Problem to solve -
Set out the data below as a Markdown table with the columns Row and Text, giving each non-blank line its own numbered row and leaving out the blank lines.

- - - - -

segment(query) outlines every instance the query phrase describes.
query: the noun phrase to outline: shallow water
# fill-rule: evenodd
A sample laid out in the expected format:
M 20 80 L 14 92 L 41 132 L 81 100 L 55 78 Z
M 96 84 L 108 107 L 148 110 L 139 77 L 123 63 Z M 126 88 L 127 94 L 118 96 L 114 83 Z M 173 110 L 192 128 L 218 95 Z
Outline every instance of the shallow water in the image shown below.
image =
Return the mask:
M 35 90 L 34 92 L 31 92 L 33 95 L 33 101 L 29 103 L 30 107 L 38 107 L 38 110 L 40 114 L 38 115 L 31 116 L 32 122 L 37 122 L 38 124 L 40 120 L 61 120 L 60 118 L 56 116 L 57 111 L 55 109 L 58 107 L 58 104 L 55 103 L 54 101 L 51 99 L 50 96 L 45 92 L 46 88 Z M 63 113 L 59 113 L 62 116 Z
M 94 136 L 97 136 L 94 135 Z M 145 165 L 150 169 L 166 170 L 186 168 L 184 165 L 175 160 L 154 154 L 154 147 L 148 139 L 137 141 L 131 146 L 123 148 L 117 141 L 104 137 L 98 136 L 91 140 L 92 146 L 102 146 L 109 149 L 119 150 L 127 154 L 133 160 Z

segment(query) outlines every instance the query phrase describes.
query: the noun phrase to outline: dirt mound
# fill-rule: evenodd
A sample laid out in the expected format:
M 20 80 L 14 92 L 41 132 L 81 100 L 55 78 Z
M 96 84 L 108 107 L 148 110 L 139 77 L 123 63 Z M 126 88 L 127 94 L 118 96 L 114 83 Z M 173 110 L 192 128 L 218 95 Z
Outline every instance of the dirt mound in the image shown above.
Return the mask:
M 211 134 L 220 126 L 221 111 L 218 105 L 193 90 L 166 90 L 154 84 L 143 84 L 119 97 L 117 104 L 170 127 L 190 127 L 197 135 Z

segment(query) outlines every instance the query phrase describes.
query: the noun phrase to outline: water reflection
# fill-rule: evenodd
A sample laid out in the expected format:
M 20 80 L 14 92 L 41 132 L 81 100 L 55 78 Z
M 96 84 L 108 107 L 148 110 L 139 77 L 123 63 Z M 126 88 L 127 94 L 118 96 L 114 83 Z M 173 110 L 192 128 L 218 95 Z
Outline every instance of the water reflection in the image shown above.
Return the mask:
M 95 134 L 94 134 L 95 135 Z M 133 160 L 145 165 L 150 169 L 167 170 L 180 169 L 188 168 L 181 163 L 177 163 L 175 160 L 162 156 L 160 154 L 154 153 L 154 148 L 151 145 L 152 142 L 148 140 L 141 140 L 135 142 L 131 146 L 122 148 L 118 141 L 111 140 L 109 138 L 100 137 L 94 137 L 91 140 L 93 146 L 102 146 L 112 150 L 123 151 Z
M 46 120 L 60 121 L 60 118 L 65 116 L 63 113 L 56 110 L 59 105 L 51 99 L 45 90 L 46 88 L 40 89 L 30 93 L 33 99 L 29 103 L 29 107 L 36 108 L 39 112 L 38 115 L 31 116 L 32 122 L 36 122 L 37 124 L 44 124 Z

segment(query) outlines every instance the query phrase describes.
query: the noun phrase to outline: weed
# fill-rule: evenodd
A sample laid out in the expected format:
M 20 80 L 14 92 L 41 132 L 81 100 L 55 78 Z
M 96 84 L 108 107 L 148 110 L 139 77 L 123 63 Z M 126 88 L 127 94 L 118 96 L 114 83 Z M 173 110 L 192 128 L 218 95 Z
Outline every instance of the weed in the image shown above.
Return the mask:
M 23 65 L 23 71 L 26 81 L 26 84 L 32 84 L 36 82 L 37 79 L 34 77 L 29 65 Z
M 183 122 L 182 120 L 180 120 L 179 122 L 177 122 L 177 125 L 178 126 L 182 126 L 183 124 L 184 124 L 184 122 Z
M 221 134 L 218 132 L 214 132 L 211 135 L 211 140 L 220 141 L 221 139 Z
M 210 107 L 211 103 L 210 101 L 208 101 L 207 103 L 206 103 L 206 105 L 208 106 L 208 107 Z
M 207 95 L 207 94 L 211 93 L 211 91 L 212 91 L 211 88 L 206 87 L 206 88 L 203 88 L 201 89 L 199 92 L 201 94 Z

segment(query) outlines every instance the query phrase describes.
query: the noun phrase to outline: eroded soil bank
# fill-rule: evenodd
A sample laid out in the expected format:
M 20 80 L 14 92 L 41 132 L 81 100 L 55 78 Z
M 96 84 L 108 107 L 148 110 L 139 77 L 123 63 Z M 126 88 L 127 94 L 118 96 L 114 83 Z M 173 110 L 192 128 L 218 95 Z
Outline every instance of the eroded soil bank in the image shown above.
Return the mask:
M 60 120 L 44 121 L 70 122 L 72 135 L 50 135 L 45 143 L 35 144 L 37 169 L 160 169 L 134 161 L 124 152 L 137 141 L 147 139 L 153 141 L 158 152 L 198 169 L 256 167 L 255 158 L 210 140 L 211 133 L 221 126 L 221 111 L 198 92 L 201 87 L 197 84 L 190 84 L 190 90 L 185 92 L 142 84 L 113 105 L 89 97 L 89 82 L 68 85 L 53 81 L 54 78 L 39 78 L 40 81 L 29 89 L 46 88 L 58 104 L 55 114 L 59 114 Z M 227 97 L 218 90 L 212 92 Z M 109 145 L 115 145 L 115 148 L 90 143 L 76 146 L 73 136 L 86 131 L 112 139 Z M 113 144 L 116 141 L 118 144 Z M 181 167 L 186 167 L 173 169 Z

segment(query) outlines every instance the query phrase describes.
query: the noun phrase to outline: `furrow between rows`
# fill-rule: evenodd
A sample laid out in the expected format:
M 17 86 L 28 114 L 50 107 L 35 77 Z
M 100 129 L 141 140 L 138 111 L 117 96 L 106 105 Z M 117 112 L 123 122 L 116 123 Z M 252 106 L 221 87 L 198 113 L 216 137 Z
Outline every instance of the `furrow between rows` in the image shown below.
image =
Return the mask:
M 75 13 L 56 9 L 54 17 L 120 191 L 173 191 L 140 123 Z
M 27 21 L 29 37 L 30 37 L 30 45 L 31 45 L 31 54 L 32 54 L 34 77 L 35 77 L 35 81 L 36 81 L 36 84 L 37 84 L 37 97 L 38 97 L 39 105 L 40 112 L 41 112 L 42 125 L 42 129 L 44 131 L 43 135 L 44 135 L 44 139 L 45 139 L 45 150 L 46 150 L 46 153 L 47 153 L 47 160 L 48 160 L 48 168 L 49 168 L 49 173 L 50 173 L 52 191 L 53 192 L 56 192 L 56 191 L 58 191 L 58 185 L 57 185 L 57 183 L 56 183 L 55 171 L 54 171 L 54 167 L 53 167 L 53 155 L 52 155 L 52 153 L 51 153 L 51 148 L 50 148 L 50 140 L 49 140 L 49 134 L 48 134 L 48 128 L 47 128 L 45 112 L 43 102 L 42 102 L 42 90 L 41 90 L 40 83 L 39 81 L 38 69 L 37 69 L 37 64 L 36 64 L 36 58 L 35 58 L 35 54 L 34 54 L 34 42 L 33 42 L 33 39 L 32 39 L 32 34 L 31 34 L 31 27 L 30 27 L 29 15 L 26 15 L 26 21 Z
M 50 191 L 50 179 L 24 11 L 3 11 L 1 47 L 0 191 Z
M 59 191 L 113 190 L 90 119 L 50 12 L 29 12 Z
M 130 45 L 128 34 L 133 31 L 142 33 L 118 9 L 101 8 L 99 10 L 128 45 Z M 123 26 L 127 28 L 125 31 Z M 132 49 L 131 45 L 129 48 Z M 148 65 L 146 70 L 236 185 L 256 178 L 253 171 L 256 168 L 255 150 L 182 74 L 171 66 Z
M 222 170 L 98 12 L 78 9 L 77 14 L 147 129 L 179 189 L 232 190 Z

- - - - -

Answer to the task -
| Row | Text |
|---|---|
| 1 | segment(query) outlines every instance the query phrase describes. |
| 2 | query: the noun phrase to outline: shallow water |
| 3 | # fill-rule: evenodd |
| 4 | A sample laid out in the expected format: |
| 5 | M 20 80 L 14 92 L 41 132 L 81 100 L 55 78 Z |
| 6 | M 96 84 L 108 107 L 148 110 L 139 77 L 123 63 Z M 126 88 L 127 94 L 118 96 L 114 83 Z M 173 110 L 192 128 L 218 95 Z |
| 7 | Outline every instance of the shallow water in the image shown below. |
| 8 | image = |
| 9 | Return the mask: |
| 10 | M 35 90 L 34 92 L 31 92 L 33 95 L 33 101 L 29 103 L 30 107 L 38 107 L 38 110 L 40 114 L 38 115 L 31 116 L 32 122 L 37 122 L 38 124 L 40 120 L 61 120 L 60 118 L 56 116 L 57 111 L 55 109 L 58 107 L 58 104 L 55 103 L 54 101 L 51 99 L 50 96 L 45 92 L 46 88 Z M 63 113 L 59 113 L 62 116 Z |
| 11 | M 94 136 L 97 136 L 94 135 Z M 145 165 L 150 169 L 166 170 L 186 168 L 184 165 L 175 160 L 154 154 L 154 147 L 148 139 L 137 141 L 131 146 L 123 148 L 117 141 L 104 137 L 98 136 L 91 140 L 92 146 L 102 146 L 109 149 L 119 150 L 127 154 L 133 160 Z |
| 12 | segment(query) outlines every instance the query phrase describes. |
| 13 | query: the noun phrase to outline: dirt mound |
| 14 | # fill-rule: evenodd |
| 15 | A sample laid out in the expected format: |
| 16 | M 20 80 L 14 92 L 41 132 L 81 100 L 55 78 Z |
| 17 | M 96 84 L 108 107 L 148 110 L 139 77 L 123 63 Z M 126 88 L 127 94 L 118 96 L 114 83 Z M 173 110 L 192 128 L 218 95 Z |
| 18 | Outline every instance of the dirt mound in the image shown above. |
| 19 | Return the mask: |
| 20 | M 211 134 L 220 126 L 221 111 L 218 105 L 193 90 L 166 90 L 154 84 L 143 84 L 119 97 L 117 104 L 170 127 L 190 127 L 197 135 Z |
| 21 | segment(query) outlines every instance the query phrase describes. |
| 22 | query: the noun phrase to outline: water reflection |
| 23 | # fill-rule: evenodd |
| 24 | A sample laid out in the expected format: |
| 25 | M 20 80 L 14 92 L 41 132 L 81 100 L 55 78 Z |
| 26 | M 96 84 L 108 107 L 148 110 L 139 77 L 123 63 Z M 126 88 L 127 94 L 118 96 L 114 83 Z M 173 110 L 192 128 L 218 95 Z |
| 27 | Outline every instance of the water reflection in the image shown above. |
| 28 | Return the mask: |
| 29 | M 95 134 L 94 134 L 95 135 Z M 133 160 L 145 165 L 150 169 L 167 170 L 180 169 L 188 168 L 181 163 L 177 163 L 175 160 L 162 156 L 160 154 L 154 153 L 154 148 L 151 145 L 152 142 L 148 140 L 141 140 L 135 142 L 131 146 L 122 148 L 118 141 L 111 140 L 109 138 L 100 137 L 94 137 L 91 140 L 93 146 L 102 146 L 112 150 L 123 151 Z |
| 30 | M 46 120 L 60 121 L 60 118 L 65 116 L 63 113 L 56 110 L 59 105 L 51 99 L 45 90 L 46 88 L 40 89 L 30 93 L 33 99 L 29 103 L 29 107 L 36 108 L 39 112 L 38 115 L 31 116 L 32 122 L 36 122 L 37 124 L 44 124 Z |
| 31 | segment(query) outlines every instance the query phrase describes. |
| 32 | query: the noun phrase to outline: weed |
| 33 | # fill-rule: evenodd |
| 34 | A sample laid out in the expected format: |
| 35 | M 20 80 L 14 92 L 41 132 L 81 100 L 55 78 Z |
| 36 | M 96 84 L 108 107 L 148 110 L 139 77 L 123 63 Z M 126 88 L 127 94 L 118 96 L 114 83 Z M 173 110 L 192 128 L 218 95 Z |
| 37 | Outline every instance of the weed in the image shown above. |
| 38 | Return the mask: |
| 39 | M 23 65 L 23 71 L 26 81 L 26 84 L 32 84 L 36 82 L 37 79 L 34 77 L 29 65 Z |
| 40 | M 183 122 L 182 120 L 180 120 L 179 122 L 177 122 L 177 125 L 178 126 L 182 126 L 183 124 L 184 124 L 184 122 Z |
| 41 | M 221 134 L 218 132 L 214 132 L 211 135 L 211 140 L 220 141 L 221 139 Z |
| 42 | M 210 107 L 211 103 L 210 101 L 208 101 L 207 103 L 206 103 L 206 105 L 208 106 L 208 107 Z |
| 43 | M 207 95 L 207 94 L 211 93 L 211 91 L 212 91 L 211 88 L 206 87 L 206 88 L 203 88 L 201 89 L 199 92 L 201 94 Z |
| 44 | segment(query) outlines every instance the query phrase describes. |
| 45 | query: the noun phrase to outline: eroded soil bank |
| 46 | # fill-rule: evenodd |
| 47 | A sample laid out in the expected format: |
| 48 | M 20 80 L 14 92 L 41 132 L 81 100 L 55 78 Z |
| 49 | M 96 84 L 108 107 L 148 110 L 139 77 L 123 63 Z M 126 88 L 127 94 L 118 96 L 114 83 Z M 173 110 L 192 128 L 218 95 Z |
| 50 | Outline every instance of the eroded soil bank in the image shown above. |
| 51 | Return the mask: |
| 52 | M 60 120 L 44 121 L 70 122 L 72 135 L 50 135 L 45 143 L 35 144 L 37 169 L 160 169 L 134 161 L 124 152 L 137 141 L 147 139 L 153 141 L 158 152 L 198 169 L 256 167 L 255 158 L 210 140 L 211 133 L 221 126 L 221 111 L 198 92 L 201 87 L 197 84 L 190 84 L 190 90 L 185 92 L 142 84 L 113 105 L 89 97 L 89 82 L 68 85 L 53 81 L 54 78 L 39 78 L 40 81 L 29 89 L 46 88 L 58 104 L 55 114 L 59 114 Z M 227 97 L 218 90 L 212 92 Z M 109 145 L 115 145 L 115 148 L 90 143 L 76 146 L 73 136 L 86 131 L 112 139 Z M 113 144 L 116 141 L 118 144 Z M 181 167 L 186 167 L 173 169 Z |
| 53 | segment(query) outlines every instance the query phrase describes. |
| 54 | query: the noun phrase to outline: `furrow between rows` |
| 55 | # fill-rule: evenodd |
| 56 | A sample laid out in the expected format: |
| 57 | M 17 86 L 28 114 L 50 107 L 35 77 Z |
| 58 | M 100 129 L 141 140 L 138 111 L 117 96 L 106 105 Z M 117 112 L 123 122 L 116 123 Z M 252 106 L 221 87 L 198 113 L 216 137 Z |
| 59 | Outline every instance of the `furrow between rows` in the image shown below. |
| 60 | image = |
| 61 | Return the mask: |
| 62 | M 75 13 L 56 9 L 54 17 L 120 191 L 173 191 L 140 123 Z |
| 63 | M 27 21 L 29 37 L 30 37 L 30 45 L 31 45 L 31 54 L 32 54 L 34 77 L 35 77 L 35 81 L 36 81 L 36 84 L 37 84 L 37 97 L 38 97 L 39 105 L 40 112 L 41 112 L 42 125 L 42 129 L 44 131 L 43 135 L 44 135 L 44 139 L 45 139 L 45 150 L 46 150 L 46 153 L 47 153 L 47 160 L 48 160 L 48 168 L 49 168 L 49 173 L 50 173 L 52 191 L 53 192 L 56 192 L 56 191 L 58 191 L 58 185 L 57 185 L 57 183 L 56 183 L 55 171 L 54 171 L 54 167 L 53 167 L 53 155 L 52 155 L 52 153 L 51 153 L 51 148 L 50 148 L 50 140 L 49 140 L 49 134 L 48 134 L 48 128 L 47 128 L 45 112 L 43 102 L 42 102 L 42 90 L 41 90 L 40 83 L 39 81 L 38 69 L 37 69 L 37 64 L 36 64 L 36 58 L 35 58 L 35 54 L 34 54 L 34 42 L 33 42 L 33 39 L 32 39 L 32 34 L 31 34 L 31 27 L 30 27 L 29 15 L 26 15 L 26 21 Z |
| 64 | M 50 191 L 50 179 L 24 11 L 3 11 L 1 47 L 0 191 Z |
| 65 | M 59 191 L 113 190 L 90 119 L 50 12 L 29 12 Z |
| 66 | M 130 45 L 128 34 L 133 31 L 142 33 L 118 9 L 101 8 L 99 10 L 128 45 Z M 123 26 L 127 28 L 125 31 Z M 132 49 L 131 45 L 129 48 Z M 148 65 L 146 70 L 236 185 L 256 178 L 253 171 L 256 168 L 255 150 L 182 74 L 171 66 Z |
| 67 | M 222 170 L 98 12 L 78 9 L 77 14 L 147 129 L 179 189 L 232 190 Z |